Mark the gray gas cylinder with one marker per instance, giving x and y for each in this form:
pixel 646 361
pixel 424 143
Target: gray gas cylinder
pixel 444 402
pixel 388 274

YOUR ASSIGNMENT: Retype all the material above precisely, with no line left out.

EXERCISE OUTPUT:
Mark the gray gas cylinder with one marker per instance, giving x and y for each in this form:
pixel 646 361
pixel 424 143
Target: gray gas cylinder
pixel 444 402
pixel 388 274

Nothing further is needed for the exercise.